> [Brief]
Rewrite the records below, switching every "exterior ring" for "outer ring" and keeping everything else the same.

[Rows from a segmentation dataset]
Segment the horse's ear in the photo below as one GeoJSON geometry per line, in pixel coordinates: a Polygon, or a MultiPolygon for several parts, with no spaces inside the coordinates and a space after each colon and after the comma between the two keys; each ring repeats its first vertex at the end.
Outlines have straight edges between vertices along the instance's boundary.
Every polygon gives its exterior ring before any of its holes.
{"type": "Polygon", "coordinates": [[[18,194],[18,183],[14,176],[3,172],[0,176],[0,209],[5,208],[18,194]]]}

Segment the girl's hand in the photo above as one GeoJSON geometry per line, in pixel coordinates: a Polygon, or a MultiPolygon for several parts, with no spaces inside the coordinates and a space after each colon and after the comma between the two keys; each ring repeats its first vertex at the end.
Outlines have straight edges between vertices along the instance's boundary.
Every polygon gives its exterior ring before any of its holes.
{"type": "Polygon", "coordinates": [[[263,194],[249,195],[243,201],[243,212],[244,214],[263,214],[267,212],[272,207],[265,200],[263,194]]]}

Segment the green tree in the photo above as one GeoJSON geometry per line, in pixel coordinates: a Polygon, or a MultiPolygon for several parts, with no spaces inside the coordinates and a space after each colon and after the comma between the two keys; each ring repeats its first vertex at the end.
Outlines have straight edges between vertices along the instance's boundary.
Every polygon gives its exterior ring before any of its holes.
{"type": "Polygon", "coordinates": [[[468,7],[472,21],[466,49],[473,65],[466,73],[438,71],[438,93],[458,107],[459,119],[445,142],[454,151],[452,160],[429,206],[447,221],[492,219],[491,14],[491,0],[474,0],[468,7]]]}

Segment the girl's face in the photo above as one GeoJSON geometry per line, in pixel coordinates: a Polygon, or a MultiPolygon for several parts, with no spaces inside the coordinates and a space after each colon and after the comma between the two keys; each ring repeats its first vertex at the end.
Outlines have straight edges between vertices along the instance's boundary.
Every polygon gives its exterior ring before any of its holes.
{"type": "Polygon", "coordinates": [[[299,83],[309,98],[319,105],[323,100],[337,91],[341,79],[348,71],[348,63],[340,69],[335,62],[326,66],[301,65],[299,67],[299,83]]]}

> [Worked solution]
Segment the horse's ear in the photo below as one GeoJSON geometry per line, in pixel coordinates: a Polygon, or a MultiPolygon for several parts, with no spaces inside the coordinates and a space after each colon and after the comma between the two keys; each ring repeats its first vertex at the end.
Outlines have straight edges between vertices along the instance's boundary.
Every polygon gives its outer ring before any of its holes.
{"type": "Polygon", "coordinates": [[[18,194],[18,183],[14,176],[3,172],[0,176],[0,209],[5,208],[18,194]]]}

Segment the girl's hand in the photo above as one GeoJSON geometry per line, in pixel coordinates: a Polygon, or a MultiPolygon for several parts, with no spaces inside the coordinates and a space after each colon and after the comma between the two keys; each ring repeats its first vertex at the end.
Outlines have straight edges between vertices along the instance's boundary.
Every polygon gives its outer ring before any of its holes.
{"type": "Polygon", "coordinates": [[[263,194],[249,195],[243,201],[243,212],[244,214],[263,214],[267,212],[272,207],[265,200],[263,194]]]}

Segment the green tree in the photo above as one GeoJSON geometry per line, in pixel coordinates: a Polygon, or a MultiPolygon for several parts, with no spaces inside the coordinates and a space after each colon and after the comma between the two keys; each ring repeats its first vertex at the end.
Outlines have straight edges between vertices along the instance's boundary.
Every polygon gives its outer ring before any of its holes.
{"type": "Polygon", "coordinates": [[[468,7],[472,21],[466,49],[473,65],[466,73],[438,71],[438,93],[458,107],[459,119],[445,142],[454,151],[452,160],[429,206],[447,221],[492,219],[491,14],[491,0],[474,0],[468,7]]]}

Segment the girl's face in the photo above as one GeoJSON geometry per line, in pixel coordinates: a Polygon, or a MultiPolygon for several parts, with no spaces inside the coordinates and a space after each colon and after the comma between the two keys; each ring repeats its first vertex at the end.
Outlines have straight edges between vertices along the instance's boundary.
Every polygon gives its outer ring before any of its holes.
{"type": "Polygon", "coordinates": [[[299,83],[309,98],[319,105],[323,100],[337,91],[341,79],[348,71],[348,63],[340,69],[335,62],[326,66],[301,65],[299,67],[299,83]]]}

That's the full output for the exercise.